» ENUNCIADO
Transcreva do texto sobre o tratamento da enxaqueca com botox o trecho que vai de "Para Jorge Silva, 47" a "aliviar os sintomas.".

» TEXTO DE APOIO
Para Jorge Silva, 47 anos, o botox mudou-lhe o dia a dia. “Desde que comecei o tratamento de injeções de botox na cabeça que passei a ter menos enxaquecas e uma melhor qualidade de vida”, conta o motorista de pesados, que agora tem a doença mais controlada. “Era um martírio viver com estas dores terríveis, que me impediam de ter uma vida normal”, desabafa, explicando que perdeu a conta às vezes que teve de parar o camião, durante as viagens que faz entre Portugal e Bélgica, para se fechar num local escuro e sem o mínimo barulho. Ainda hoje esta estratégia também é usada pela diretora de marketing Sónia Moreira, 47 anos, por causa da forte sensibilidade à luz e ao ruído que as dores provocam, além de fazer algumas terapias que a têm ajudado a aliviar os sintomas.
A primeira vez que Andreia Costa, neurologista da consulta de cefaleias do Hospital de São João, aconselhou Jorge Silva a fazer o tratamento com injeções de botox, o motorista de pesados recusou. Estranhou e até se assustou um pouco com a possibilidade de ser picado em vários pontos da cabeça. Mas a neurologista sossegou-o, explicando que esta injeção da toxina botulínica é administrada trimestralmente pelo médico em, pelo menos, 31 locais definidos na cabeça, aliviando a dor e prevenindo novas crises. E que é um tipo de tratamento preventivo para doentes com enxaqueca crónica, como a que Jorge Silva tem e “que se caracteriza por ser uma dor de cabeça que dura mais de 15 dias por mês, sendo que, pelo menos, oito deles têm de ser enxaqueca, mas não necessariamente dias seguidos”, explica a médica. “Esta injeção vai modular as vias responsáveis pela dor da enxaqueca e, por consequência, aliviar esse mesmo sintoma”, resume a também docente na Faculdade de Medicina do Porto.
“Já não aguentava mais”
Jorge Silva ainda demorou algum tempo a decidir-se pelo tratamento de botox, até ao dia em que as crises se tornaram cada vez mais insuportáveis. “Tinha enxaquecas durante 72 horas. Um dia, entrei consultório dentro e disse à doutora: ‘Já não aguento mais este sofrimento.’” A primeira vez que foi fazer o tratamento estava um pouco apreensivo. Mas correu bem. “Primeiro, administraram-me injeções na testa, na zona das sobrancelhas. Depois, deitei-me de lado, na maca, e comecei a sentir picadelas atrás das orelhas, na nuca e nos ombros”, lembra, acrescentando: “Não senti qualquer tipo de dor, apenas uma sensação de piquinhos.” Meia hora depois já estava a sair do hospital, sem precisar de recobro. Apenas tinha de ter o cuidado de não lavar a cabeça naquele dia e de descansar.

» DADOS FORNECIDOS

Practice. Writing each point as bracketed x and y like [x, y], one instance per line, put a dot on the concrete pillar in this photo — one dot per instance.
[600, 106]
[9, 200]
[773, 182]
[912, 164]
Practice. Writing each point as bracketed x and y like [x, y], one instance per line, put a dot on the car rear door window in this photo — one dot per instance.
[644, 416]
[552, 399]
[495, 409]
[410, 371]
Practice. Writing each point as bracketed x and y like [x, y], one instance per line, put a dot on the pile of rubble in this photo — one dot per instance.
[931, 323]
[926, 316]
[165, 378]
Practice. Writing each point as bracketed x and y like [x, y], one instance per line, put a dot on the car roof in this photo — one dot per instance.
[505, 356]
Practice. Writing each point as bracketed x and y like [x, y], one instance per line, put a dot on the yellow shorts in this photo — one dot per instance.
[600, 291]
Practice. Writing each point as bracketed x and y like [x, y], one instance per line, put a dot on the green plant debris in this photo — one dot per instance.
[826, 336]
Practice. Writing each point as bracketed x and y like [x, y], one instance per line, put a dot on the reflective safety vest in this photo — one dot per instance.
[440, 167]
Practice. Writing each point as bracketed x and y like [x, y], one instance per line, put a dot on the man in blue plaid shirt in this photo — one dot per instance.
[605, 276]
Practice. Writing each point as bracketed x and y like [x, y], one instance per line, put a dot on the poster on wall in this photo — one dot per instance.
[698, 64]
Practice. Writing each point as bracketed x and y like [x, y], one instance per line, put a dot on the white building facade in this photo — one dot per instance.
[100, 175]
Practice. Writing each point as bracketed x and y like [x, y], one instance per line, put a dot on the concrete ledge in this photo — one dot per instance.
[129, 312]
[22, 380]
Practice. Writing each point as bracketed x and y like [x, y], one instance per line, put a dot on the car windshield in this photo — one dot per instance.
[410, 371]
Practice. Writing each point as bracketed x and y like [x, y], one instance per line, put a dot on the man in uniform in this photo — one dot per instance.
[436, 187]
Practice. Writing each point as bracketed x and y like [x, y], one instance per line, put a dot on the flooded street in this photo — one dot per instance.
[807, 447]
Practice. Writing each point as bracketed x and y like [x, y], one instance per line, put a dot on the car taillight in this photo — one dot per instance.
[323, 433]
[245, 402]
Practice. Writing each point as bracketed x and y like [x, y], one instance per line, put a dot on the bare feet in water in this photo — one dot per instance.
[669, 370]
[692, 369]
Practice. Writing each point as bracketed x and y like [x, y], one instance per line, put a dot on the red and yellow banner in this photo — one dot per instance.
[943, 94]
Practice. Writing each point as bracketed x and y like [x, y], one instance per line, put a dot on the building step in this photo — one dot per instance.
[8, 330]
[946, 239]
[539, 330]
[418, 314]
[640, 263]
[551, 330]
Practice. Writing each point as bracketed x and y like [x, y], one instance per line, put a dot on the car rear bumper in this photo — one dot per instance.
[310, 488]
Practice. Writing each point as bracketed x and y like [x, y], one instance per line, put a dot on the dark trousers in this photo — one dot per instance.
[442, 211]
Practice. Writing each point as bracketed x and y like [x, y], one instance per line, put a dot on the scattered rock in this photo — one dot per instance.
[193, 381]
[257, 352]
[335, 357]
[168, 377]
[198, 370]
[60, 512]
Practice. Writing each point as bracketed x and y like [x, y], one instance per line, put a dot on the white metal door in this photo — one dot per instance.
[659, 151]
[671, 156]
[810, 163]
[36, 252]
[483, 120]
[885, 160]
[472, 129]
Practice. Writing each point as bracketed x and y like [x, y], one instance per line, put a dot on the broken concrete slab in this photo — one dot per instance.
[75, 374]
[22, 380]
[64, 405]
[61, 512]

» RESPOSTA
Para Jorge Silva, 47 anos, o botox mudou-lhe o dia a dia. “Desde que comecei o tratamento de injeções de botox na cabeça que passei a ter menos enxaquecas e uma melhor qualidade de vida”, conta o motorista de pesados, que agora tem a doença mais controlada. “Era um martírio viver com estas dores terríveis, que me impediam de ter uma vida normal”, desabafa, explicando que perdeu a conta às vezes que teve de parar o camião, durante as viagens que faz entre Portugal e Bélgica, para se fechar num local escuro e sem o mínimo barulho. Ainda hoje esta estratégia também é usada pela diretora de marketing Sónia Moreira, 47 anos, por causa da forte sensibilidade à luz e ao ruído que as dores provocam, além de fazer algumas terapias que a têm ajudado a aliviar os sintomas.